**Passage du texte**
·····

En passant dans sa chambre, le matin, pour distribuer les médicaments, je constate qu’elle « se vit » pendant la guerre 39-45. Elle me demande si on bombarde encore sur la ville où nous étions….J’en conclus qu’elle est en plein « plongeon rétrograde ». Cela veut dire que, pour elle, à ce jour, nous sommes en pleine guerre mondiale.

Formée à l’écoute (selon l’approche centrée sur la personne = approche de Carl Rogers), je l’écoute sans lui poser de questions. Je suis, tout simplement, en empathie avec elle… Au bout d’un petit moment, (c’était, je crois, le 2ème ou 3ème jour de ma présence dans cet établissement), elle me dit : « j’ai un secret de famille, mais je ne vous le dirai pas ! » . Je lui réponds que je n’attends rien et continue mon attitude rassurante et empathique. Les jours suivants, passant à nouveau pour la distribution des médicaments et des petits soins, elle me redit : « j’ai un secret de famille, mais je ne vous le dirai pas ! ». Bien sûr, je lui redis que je ne lui demande rien.

·····

**Tâches à réaliser**
1. Dans le récit, quelle approche d'écoute est mentionnée ?
2. Restituez le passage du récit qui commence par « Formée à l’écoute » et se poursuit jusqu'à « lui demande rien. ».
Les enregistrements proviennent d'une autre source.

**Entrées extraites**
·····

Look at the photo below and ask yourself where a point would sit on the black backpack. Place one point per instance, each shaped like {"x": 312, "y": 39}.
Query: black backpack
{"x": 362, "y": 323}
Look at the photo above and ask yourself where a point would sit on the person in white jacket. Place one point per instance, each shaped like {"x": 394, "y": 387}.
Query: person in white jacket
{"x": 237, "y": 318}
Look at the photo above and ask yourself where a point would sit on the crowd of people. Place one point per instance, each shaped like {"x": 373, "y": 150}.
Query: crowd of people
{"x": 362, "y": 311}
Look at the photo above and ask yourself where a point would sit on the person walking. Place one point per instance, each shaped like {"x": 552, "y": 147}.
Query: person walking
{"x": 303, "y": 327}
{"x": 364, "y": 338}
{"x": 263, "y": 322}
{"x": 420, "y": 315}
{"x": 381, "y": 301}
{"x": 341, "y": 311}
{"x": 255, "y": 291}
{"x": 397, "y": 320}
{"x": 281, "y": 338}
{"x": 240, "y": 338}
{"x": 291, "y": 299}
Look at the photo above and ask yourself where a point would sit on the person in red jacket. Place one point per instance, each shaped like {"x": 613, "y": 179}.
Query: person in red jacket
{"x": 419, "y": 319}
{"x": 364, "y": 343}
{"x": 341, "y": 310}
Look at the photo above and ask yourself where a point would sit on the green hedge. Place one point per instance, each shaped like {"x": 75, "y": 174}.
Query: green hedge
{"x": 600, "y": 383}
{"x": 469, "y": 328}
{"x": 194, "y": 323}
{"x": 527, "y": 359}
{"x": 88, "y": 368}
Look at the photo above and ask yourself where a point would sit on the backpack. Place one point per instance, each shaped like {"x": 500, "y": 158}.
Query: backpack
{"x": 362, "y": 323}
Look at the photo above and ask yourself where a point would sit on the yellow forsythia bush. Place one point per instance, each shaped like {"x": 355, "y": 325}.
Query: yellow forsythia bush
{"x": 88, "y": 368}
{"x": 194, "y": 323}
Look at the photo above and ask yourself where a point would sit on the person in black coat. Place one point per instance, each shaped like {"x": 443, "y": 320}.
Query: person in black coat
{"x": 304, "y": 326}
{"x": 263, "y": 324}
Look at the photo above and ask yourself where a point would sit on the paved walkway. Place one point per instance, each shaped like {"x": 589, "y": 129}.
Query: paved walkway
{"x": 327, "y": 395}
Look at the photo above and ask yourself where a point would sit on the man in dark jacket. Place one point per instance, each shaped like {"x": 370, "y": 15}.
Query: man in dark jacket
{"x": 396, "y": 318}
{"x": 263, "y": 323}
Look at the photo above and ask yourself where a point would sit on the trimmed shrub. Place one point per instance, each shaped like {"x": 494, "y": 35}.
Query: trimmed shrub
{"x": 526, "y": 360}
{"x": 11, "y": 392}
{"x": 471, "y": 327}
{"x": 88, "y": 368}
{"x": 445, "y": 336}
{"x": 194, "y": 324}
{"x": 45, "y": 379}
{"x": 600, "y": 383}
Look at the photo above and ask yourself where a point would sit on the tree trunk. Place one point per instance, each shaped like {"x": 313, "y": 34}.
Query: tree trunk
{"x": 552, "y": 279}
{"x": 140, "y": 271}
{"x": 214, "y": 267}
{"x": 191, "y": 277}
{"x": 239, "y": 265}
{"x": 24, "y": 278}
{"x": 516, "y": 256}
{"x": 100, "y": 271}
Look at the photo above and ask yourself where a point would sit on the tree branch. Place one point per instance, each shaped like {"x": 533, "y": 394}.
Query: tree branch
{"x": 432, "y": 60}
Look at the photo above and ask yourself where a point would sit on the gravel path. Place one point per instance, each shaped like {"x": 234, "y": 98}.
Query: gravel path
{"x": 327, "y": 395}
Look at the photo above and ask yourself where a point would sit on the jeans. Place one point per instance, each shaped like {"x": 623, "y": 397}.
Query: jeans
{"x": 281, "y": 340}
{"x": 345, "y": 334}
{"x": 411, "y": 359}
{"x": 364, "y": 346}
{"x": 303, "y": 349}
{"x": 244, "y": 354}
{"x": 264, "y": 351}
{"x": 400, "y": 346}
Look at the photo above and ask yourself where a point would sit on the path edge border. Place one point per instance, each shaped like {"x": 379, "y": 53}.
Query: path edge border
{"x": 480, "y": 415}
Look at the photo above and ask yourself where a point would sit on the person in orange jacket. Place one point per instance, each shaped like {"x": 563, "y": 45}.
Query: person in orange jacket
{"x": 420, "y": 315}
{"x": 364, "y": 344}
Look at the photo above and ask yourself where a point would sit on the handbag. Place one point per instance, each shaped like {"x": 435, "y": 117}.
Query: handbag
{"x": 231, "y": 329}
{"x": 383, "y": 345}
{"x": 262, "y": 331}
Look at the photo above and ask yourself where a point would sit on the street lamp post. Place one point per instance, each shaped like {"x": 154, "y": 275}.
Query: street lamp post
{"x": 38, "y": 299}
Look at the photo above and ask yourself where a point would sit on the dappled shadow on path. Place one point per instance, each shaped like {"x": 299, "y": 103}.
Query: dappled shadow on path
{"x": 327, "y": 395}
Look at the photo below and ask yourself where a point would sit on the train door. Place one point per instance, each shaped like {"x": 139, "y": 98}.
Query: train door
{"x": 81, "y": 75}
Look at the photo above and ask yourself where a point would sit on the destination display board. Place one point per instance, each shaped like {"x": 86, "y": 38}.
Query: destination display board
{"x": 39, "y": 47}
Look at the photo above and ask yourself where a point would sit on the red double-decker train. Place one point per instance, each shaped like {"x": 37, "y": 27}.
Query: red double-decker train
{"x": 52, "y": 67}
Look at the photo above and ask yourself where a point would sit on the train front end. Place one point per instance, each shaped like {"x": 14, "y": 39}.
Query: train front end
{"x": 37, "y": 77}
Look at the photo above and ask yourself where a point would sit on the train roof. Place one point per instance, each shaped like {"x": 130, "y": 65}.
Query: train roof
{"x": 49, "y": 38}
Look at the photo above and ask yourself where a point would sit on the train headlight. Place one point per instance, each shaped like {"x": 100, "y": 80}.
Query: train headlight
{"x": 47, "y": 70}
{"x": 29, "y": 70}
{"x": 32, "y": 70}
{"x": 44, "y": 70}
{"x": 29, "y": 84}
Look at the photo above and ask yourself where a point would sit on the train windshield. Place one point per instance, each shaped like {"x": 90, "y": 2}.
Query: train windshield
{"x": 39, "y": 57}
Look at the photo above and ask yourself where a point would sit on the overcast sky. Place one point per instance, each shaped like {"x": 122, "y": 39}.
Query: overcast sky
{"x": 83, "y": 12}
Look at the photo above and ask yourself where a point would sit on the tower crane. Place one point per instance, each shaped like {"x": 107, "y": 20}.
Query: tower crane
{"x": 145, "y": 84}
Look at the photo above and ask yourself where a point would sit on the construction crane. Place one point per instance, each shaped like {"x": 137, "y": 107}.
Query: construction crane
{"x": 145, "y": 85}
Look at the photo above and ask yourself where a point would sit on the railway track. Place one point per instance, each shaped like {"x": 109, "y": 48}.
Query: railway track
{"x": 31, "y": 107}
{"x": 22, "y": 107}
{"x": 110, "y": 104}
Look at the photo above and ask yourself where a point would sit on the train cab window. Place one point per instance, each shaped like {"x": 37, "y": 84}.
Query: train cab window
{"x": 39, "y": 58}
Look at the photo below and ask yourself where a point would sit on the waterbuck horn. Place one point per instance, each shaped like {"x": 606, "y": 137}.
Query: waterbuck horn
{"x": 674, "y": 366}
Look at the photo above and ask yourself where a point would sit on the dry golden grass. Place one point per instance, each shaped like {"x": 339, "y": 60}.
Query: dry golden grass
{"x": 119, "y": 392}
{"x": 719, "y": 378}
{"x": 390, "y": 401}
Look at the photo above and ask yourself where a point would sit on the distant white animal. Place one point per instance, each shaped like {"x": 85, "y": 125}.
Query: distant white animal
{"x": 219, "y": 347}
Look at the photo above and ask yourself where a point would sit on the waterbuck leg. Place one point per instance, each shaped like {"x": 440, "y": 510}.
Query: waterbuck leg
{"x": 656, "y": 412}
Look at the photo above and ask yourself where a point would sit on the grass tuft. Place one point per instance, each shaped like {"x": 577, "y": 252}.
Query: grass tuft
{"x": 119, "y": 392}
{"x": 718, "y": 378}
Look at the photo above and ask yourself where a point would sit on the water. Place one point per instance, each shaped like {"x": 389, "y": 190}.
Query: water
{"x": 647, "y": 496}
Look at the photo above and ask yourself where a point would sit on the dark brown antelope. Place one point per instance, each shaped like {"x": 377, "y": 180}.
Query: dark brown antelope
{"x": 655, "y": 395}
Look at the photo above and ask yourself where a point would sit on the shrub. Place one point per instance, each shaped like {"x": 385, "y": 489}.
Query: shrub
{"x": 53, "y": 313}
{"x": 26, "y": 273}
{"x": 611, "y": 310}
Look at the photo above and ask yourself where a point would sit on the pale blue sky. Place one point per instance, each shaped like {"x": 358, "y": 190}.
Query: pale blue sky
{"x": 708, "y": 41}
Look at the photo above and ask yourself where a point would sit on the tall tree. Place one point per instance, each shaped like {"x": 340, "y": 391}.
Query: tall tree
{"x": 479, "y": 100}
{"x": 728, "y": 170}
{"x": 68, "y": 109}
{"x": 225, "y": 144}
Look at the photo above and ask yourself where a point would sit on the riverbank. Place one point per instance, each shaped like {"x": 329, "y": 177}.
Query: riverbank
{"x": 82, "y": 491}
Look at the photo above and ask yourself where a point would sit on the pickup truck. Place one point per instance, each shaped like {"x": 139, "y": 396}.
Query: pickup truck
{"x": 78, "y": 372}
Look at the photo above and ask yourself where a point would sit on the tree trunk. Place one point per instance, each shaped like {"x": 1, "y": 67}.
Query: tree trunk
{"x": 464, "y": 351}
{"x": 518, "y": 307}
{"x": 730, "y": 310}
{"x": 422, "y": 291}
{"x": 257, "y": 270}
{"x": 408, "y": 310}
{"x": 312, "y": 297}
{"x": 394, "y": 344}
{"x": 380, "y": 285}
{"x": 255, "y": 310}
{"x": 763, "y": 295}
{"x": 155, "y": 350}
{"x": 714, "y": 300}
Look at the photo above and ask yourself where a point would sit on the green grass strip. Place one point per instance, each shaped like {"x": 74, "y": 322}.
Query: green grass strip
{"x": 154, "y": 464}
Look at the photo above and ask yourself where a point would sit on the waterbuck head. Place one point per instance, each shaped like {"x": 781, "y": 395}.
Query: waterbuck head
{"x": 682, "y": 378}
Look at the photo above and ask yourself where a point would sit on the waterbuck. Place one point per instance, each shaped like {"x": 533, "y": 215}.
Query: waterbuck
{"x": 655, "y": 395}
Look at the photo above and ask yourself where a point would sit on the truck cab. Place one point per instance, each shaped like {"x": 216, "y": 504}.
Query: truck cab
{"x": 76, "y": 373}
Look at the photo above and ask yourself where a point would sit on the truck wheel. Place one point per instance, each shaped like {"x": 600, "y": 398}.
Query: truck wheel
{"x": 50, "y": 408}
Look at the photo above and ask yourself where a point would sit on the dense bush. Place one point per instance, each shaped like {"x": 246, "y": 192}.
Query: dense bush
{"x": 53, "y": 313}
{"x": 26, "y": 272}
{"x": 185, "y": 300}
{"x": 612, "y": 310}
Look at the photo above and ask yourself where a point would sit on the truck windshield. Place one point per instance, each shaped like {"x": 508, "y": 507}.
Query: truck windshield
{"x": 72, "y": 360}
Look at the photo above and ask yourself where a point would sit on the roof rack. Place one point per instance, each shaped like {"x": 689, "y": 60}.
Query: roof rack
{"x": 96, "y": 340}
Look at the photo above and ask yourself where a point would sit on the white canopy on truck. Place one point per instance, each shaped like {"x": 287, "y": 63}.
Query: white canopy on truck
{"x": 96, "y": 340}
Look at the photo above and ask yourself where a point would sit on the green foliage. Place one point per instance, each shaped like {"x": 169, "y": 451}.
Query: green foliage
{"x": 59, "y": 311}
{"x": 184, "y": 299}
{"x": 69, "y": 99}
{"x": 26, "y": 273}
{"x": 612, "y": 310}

·····

**Réponses par tâche**
1. L'approche centrée sur la personne, c'est-à-dire l'approche de Carl Rogers.

2.
Formée à l’écoute (selon l’approche centrée sur la personne = approche de Carl Rogers), je l’écoute sans lui poser de questions. Je suis, tout simplement, en empathie avec elle… Au bout d’un petit moment, (c’était, je crois, le 2ème ou 3ème jour de ma présence dans cet établissement), elle me dit : « j’ai un secret de famille, mais je ne vous le dirai pas ! » . Je lui réponds que je n’attends rien et continue mon attitude rassurante et empathique. Les jours suivants, passant à nouveau pour la distribution des médicaments et des petits soins, elle me redit : « j’ai un secret de famille, mais je ne vous le dirai pas ! ». Bien sûr, je lui redis que je ne lui demande rien.